#### DATA
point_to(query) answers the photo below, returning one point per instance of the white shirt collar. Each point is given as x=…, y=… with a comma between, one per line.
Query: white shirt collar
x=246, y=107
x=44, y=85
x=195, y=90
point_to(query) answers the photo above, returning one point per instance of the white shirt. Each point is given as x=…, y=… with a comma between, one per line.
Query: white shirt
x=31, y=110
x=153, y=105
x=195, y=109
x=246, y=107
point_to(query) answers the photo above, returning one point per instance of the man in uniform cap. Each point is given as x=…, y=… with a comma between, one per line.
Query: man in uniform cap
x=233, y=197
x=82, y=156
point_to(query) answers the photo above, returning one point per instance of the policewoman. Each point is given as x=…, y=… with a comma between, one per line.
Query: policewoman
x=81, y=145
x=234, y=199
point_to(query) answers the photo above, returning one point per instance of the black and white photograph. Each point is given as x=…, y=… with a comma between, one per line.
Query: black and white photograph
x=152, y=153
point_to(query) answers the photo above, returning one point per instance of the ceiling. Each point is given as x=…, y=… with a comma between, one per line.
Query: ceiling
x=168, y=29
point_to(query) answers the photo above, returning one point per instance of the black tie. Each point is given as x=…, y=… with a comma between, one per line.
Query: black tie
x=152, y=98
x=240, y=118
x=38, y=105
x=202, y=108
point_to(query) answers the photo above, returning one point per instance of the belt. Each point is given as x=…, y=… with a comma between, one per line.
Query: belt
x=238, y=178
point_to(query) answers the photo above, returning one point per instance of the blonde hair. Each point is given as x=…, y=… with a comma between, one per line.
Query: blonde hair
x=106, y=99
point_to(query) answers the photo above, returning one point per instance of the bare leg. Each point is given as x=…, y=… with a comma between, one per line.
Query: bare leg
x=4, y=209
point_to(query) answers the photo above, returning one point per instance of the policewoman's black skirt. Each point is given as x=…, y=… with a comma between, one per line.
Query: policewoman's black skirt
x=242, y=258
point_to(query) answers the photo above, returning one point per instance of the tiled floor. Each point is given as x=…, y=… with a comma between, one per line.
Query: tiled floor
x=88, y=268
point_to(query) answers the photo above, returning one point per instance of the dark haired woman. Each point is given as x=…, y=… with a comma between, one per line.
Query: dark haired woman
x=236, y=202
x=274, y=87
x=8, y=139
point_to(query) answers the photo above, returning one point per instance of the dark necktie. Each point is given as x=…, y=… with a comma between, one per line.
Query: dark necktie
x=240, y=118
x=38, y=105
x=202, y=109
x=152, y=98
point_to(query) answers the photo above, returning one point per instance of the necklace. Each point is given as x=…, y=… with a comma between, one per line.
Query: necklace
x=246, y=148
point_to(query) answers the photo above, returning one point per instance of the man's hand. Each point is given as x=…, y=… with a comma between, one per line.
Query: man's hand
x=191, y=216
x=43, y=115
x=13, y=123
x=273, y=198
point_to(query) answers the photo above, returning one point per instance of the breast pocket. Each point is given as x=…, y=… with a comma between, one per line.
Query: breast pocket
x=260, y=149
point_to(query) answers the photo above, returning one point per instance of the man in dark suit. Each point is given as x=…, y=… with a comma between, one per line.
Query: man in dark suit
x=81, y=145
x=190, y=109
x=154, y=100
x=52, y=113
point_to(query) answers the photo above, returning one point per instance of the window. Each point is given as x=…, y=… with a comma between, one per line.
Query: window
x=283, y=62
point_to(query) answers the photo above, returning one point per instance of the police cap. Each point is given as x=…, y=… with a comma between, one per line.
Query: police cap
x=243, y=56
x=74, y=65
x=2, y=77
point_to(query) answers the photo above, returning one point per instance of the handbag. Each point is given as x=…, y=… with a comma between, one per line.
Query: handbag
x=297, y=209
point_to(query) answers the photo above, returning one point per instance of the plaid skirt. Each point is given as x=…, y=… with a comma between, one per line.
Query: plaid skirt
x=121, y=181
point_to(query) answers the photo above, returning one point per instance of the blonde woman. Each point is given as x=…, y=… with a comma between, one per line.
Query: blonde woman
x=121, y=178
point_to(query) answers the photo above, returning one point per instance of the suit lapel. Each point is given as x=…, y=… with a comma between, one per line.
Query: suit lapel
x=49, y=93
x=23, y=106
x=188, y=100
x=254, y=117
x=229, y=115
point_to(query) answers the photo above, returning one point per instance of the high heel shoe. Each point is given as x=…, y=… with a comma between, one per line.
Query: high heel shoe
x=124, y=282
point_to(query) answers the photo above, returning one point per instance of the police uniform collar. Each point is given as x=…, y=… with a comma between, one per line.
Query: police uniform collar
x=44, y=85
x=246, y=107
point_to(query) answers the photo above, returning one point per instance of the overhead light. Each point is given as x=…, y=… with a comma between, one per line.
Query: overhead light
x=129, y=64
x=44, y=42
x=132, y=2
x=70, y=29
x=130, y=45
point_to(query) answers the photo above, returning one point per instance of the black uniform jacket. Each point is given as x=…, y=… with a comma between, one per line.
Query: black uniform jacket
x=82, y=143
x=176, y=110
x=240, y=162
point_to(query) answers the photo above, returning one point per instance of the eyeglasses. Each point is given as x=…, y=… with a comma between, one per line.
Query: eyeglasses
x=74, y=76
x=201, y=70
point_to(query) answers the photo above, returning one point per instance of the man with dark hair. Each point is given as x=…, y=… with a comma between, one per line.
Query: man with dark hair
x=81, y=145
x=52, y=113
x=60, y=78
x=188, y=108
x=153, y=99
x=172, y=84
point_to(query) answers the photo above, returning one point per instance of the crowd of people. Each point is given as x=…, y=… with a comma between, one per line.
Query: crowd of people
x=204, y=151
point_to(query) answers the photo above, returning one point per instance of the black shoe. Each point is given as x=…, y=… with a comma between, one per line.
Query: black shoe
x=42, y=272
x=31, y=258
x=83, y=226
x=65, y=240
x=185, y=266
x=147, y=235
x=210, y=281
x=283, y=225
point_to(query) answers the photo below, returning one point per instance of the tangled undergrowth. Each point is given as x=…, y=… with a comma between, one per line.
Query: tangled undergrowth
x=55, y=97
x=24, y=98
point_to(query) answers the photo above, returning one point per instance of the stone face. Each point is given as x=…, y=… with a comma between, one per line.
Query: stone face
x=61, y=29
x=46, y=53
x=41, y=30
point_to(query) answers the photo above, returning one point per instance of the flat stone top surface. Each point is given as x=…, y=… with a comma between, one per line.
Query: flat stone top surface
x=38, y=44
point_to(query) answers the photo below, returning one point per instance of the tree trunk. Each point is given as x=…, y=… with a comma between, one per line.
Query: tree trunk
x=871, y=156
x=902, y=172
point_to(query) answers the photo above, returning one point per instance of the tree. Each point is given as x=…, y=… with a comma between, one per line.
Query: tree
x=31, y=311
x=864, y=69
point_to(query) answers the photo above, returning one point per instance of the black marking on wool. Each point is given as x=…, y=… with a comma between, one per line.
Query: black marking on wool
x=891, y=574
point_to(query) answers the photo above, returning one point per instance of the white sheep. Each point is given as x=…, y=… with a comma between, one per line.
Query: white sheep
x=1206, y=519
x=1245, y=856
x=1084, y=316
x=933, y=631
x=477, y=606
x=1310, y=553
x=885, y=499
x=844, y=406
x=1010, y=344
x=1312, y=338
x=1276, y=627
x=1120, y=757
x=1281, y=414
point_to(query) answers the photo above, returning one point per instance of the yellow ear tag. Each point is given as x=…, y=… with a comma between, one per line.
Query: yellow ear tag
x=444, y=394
########
_DESCRIPTION OF THE TASK_:
Reproduce the material in full. Keep it identical to the original.

_PROBLEM SOLUTION_:
point_to(query) answers the photo below, returning one point per instance of the white shirt collar. Each point is given as x=…, y=… with a comma between, one per line.
Query: white shirt collar
x=246, y=107
x=44, y=85
x=195, y=90
point_to(query) answers the photo above, returning one point per instance of the white shirt. Each point is given as x=…, y=… with a comma between, one per line.
Query: white shirt
x=31, y=110
x=153, y=105
x=195, y=109
x=246, y=107
point_to(query) answers the photo above, returning one point per instance of the man in uniform cap. Each point is given as x=…, y=… with a comma between, one per line.
Query: man in uniform cap
x=233, y=197
x=82, y=156
point_to(query) answers the photo above, returning one point per instance of the policewoman. Each point is given as x=…, y=… with a comma between, one per line.
Query: policewoman
x=81, y=145
x=234, y=199
point_to(query) answers the photo above, returning one point per instance of the black and white photograph. Each point is given as x=…, y=… with a comma between, one per line.
Query: black and white photograph
x=152, y=153
point_to(query) answers the photo above, returning one point per instance of the ceiling. Each point is given as x=…, y=… with a comma between, one per line.
Query: ceiling
x=168, y=29
point_to(query) answers the photo above, returning one point per instance of the black tie. Each point is given as x=…, y=… with a comma between, one per line.
Query: black tie
x=152, y=98
x=240, y=118
x=38, y=105
x=202, y=108
point_to(query) answers the photo above, returning one point per instance of the belt. Each point is given as x=…, y=… with a comma between, one per line.
Query: belt
x=238, y=178
point_to(query) answers the photo above, returning one point per instance of the blonde hair. Each point is given as x=…, y=… with a comma between, one per line.
Query: blonde hair
x=106, y=99
point_to(query) answers the photo above, returning one point per instance of the bare leg. Each point is given as x=…, y=… with a comma between, one per line.
Query: bare leg
x=4, y=209
point_to(query) answers the photo above, returning one point per instance of the policewoman's black skirt. Each point is given as x=…, y=… with a comma between, one per line.
Query: policewoman's black skirt
x=242, y=258
point_to(query) answers the photo above, returning one point per instance of the tiled floor. Each point is given as x=…, y=… with a comma between, one per line.
Query: tiled floor
x=88, y=268
point_to(query) answers the photo above, returning one point per instance of the dark haired woman. Each point is given as x=…, y=… with a comma between, one per line.
Query: dark haired woman
x=236, y=202
x=274, y=87
x=8, y=139
point_to(query) answers the photo above, returning one point per instance of the dark necktie. Each point is given as x=…, y=… with a comma between, one per line.
Query: dark necktie
x=240, y=118
x=38, y=105
x=202, y=109
x=152, y=98
point_to(query) answers the photo above, returning one point per instance of the necklace. Each point is given as x=…, y=… with a comma between, one per line.
Query: necklace
x=246, y=148
point_to(query) answers the photo above, returning one point per instance of the man's hand. Each point is given as x=…, y=… with a comma between, one per line.
Query: man's hand
x=191, y=216
x=43, y=115
x=13, y=123
x=273, y=198
point_to(query) answers the photo above, returning one point per instance of the breast pocket. Each point is given as x=…, y=… with a comma between, one per line.
Query: breast pocket
x=260, y=149
point_to(query) answers the photo above, returning one point per instance of the man in dark suit. Each point is given as x=…, y=… with a comma between, one per line.
Query: man in dark suit
x=81, y=145
x=190, y=109
x=154, y=100
x=52, y=113
point_to(query) answers the photo above, returning one point per instance of the window. Each point is given as x=…, y=… with a comma between, one per line.
Query: window
x=283, y=62
point_to(query) answers the photo above, returning one point per instance of the police cap. Each point is given as x=…, y=… with a comma between, one per line.
Query: police cap
x=243, y=56
x=74, y=65
x=2, y=77
point_to(query) answers the photo above, returning one point per instance of the handbag. Each point is given as x=…, y=… with a comma between, one per line.
Query: handbag
x=297, y=209
point_to(query) answers the photo above, returning one point per instance of the plaid skirt. Each point is given as x=…, y=… with a comma between, one per line.
Query: plaid skirt
x=121, y=181
point_to(query) answers the photo above, returning one point per instance of the blonde woman. Each point is given as x=…, y=… with a comma between, one per line.
Query: blonde woman
x=121, y=178
point_to(query) answers the photo above, returning one point per instance of the suit lapel. Each point is given as x=…, y=… with a comma between, one per line.
Query: suit lapel
x=49, y=93
x=23, y=106
x=188, y=100
x=254, y=117
x=229, y=115
point_to(query) answers the photo above, returning one point per instance of the high heel shoe. Each point is given as x=…, y=… with a comma between, one per line.
Query: high heel shoe
x=124, y=282
point_to(query) answers the photo above, returning one point per instance of the police uniform collar. Each point is given as x=…, y=… with a comma between, one per line.
Query: police uniform collar
x=44, y=85
x=246, y=107
point_to(query) answers the photo above, returning one point per instance of the overhead light. Each point is given as x=…, y=… with a comma between, one per line.
Query: overhead light
x=129, y=64
x=44, y=42
x=132, y=2
x=70, y=29
x=130, y=45
point_to(query) answers the photo above, returning one point per instance of the black uniform jacket. Each point is given as x=…, y=… with a comma between, one per line.
Query: black uniform jacket
x=82, y=143
x=176, y=110
x=240, y=162
point_to(query) answers the photo above, returning one point per instance of the eyeglasses. Each point is given as x=…, y=… with a comma between, one per line.
Query: eyeglasses
x=74, y=76
x=201, y=70
point_to(query) answers the photo above, returning one point per instance of the man with dark hair. Each point is given as x=…, y=… with a comma between, one per line.
Query: man with dark hair
x=81, y=145
x=52, y=113
x=60, y=78
x=188, y=108
x=153, y=99
x=172, y=84
point_to(query) answers the photo above, returning one point per instance of the crowd of people. Each point is given as x=…, y=… with a comma between, one per line.
Query: crowd of people
x=204, y=151
point_to(query) answers the photo above, returning one point per instance of the black shoe. Each point is given as x=…, y=… with a comma between, one per line.
Query: black shoe
x=42, y=272
x=31, y=258
x=83, y=226
x=65, y=240
x=185, y=266
x=147, y=235
x=210, y=281
x=283, y=225
point_to(query) answers the photo below, returning one point per instance of the tangled undergrowth. Each point is given as x=…, y=… with a comma between, one per line.
Query: tangled undergrowth
x=55, y=97
x=24, y=98
point_to(query) answers the photo above, returning one point per instance of the stone face. Each point is given as x=…, y=… with a comma between, one per line.
Query: stone face
x=61, y=29
x=46, y=53
x=41, y=30
point_to(query) answers the photo above, returning one point per instance of the flat stone top surface. Each point is given as x=…, y=… with a comma between, one per line.
Query: flat stone top surface
x=38, y=44
point_to(query) answers the photo below, returning one point per instance of the tree trunk. Each point is given as x=…, y=… with a comma between, one per line.
Query: tree trunk
x=871, y=156
x=902, y=172
point_to(query) answers the photo above, returning one point per instance of the tree. Each point is given as x=…, y=… with a comma between, one per line.
Query: tree
x=31, y=311
x=864, y=69
point_to(query) answers the photo above, returning one point per instance of the black marking on wool. Each point is given as x=…, y=… with a comma between, one per line.
Query: black marking on wool
x=891, y=574
point_to(query) answers the photo above, returning one point per instance of the white sheep. Each point is given as x=…, y=… with a comma between, one per line.
Query: white sheep
x=1206, y=519
x=1245, y=856
x=1084, y=316
x=933, y=631
x=477, y=606
x=1310, y=553
x=885, y=499
x=844, y=406
x=1010, y=344
x=1312, y=338
x=1276, y=627
x=1120, y=757
x=1281, y=414
point_to(query) answers the photo above, returning one point per instance of the yellow ear tag. Each point is given as x=…, y=… with a comma between, one per line.
Query: yellow ear tag
x=444, y=394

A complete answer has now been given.